WHAT IS EXPECTED>
Locate each line below that contains the word "bird", and copy every such line.

Collected data entries:
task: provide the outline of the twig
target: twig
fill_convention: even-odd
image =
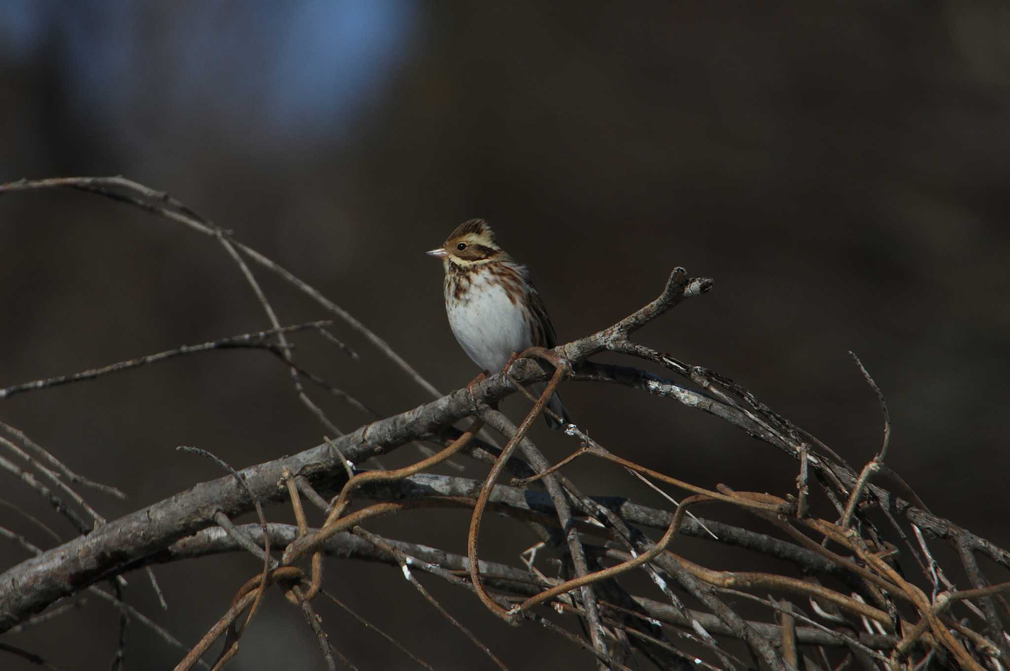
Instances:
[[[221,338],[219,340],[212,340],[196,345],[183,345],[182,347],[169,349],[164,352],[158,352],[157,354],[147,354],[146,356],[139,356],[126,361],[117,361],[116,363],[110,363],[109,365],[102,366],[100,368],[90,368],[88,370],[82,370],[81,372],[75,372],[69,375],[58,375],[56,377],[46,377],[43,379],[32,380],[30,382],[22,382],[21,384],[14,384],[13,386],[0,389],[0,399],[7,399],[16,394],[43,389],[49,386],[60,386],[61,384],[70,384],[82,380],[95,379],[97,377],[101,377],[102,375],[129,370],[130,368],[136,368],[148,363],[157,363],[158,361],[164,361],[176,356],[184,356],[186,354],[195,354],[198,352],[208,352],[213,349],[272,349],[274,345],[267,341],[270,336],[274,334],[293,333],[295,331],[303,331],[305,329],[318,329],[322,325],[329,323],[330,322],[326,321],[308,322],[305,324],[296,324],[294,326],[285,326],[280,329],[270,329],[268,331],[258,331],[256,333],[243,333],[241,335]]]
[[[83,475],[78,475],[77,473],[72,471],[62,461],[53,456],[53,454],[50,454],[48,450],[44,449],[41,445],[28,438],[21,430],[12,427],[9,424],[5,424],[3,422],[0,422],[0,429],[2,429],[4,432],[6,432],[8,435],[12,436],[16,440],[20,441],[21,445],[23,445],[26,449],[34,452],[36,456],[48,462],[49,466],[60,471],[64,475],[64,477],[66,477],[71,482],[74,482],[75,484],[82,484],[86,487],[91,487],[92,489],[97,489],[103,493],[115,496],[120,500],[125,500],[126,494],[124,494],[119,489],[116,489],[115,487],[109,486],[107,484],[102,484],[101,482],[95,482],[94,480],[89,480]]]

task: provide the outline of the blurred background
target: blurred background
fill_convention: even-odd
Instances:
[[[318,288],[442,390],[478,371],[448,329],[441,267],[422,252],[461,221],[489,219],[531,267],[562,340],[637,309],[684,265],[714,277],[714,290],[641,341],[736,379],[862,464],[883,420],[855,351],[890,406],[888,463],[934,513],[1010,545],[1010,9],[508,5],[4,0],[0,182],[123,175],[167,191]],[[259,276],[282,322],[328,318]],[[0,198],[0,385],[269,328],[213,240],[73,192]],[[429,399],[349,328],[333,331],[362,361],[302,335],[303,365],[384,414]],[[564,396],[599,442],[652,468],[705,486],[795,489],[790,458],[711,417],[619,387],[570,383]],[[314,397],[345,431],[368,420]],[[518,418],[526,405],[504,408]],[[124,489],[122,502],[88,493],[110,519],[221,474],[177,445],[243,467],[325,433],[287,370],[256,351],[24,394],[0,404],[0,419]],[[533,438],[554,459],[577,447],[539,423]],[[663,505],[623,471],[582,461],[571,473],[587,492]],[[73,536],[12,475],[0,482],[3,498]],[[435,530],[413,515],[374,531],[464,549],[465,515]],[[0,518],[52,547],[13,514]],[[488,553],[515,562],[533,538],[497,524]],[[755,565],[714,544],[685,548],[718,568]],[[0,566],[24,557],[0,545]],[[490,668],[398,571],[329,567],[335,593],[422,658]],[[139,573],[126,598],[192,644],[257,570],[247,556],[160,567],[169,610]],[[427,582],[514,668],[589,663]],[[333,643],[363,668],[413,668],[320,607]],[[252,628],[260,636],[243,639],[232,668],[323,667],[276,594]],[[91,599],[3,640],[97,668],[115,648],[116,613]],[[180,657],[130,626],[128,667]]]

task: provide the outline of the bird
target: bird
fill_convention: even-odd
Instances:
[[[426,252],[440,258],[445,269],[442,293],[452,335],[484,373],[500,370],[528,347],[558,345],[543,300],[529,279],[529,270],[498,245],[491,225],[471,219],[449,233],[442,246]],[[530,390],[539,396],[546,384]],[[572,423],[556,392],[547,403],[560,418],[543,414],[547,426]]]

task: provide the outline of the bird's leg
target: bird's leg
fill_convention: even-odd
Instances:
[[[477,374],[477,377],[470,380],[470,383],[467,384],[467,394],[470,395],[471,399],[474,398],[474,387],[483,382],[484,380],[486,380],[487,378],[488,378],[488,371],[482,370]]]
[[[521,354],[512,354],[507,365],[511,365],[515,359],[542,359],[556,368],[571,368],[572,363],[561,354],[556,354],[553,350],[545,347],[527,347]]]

---

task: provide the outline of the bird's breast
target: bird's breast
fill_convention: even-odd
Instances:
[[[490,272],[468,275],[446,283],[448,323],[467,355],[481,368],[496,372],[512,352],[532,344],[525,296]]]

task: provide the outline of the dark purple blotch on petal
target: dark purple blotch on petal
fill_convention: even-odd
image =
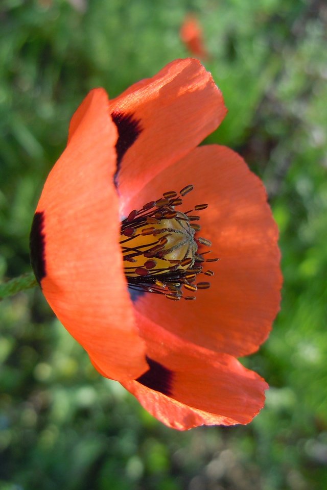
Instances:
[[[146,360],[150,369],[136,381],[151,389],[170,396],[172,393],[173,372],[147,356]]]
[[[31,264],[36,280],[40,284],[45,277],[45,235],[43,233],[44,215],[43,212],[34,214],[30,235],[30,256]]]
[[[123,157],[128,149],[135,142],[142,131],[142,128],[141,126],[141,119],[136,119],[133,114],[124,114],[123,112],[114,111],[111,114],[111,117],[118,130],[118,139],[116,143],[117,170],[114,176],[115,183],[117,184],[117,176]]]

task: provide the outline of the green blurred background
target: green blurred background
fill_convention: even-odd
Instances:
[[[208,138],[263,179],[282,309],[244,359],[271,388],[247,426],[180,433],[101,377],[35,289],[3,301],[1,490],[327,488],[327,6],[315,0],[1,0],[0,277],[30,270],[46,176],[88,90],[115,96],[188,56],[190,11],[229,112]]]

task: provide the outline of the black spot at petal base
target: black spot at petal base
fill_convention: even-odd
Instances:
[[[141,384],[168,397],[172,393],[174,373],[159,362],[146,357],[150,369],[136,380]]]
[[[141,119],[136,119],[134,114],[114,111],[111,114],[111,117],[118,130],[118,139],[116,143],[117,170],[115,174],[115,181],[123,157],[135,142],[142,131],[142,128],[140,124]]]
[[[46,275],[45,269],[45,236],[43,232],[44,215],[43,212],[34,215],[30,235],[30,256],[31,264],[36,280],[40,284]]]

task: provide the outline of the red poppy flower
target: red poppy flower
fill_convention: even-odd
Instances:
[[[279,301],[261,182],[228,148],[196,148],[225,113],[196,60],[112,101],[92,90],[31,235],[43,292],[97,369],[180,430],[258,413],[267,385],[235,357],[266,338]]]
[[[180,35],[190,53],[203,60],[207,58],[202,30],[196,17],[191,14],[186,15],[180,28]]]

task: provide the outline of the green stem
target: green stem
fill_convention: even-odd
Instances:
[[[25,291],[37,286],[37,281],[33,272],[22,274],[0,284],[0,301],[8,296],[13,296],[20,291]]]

SOLUTION TO THIS TASK>
task: provide the outline of the bird
target: bird
task: provide the outline of the bird's leg
target: bird's leg
task: provide the outline of the bird's breast
target: bird's breast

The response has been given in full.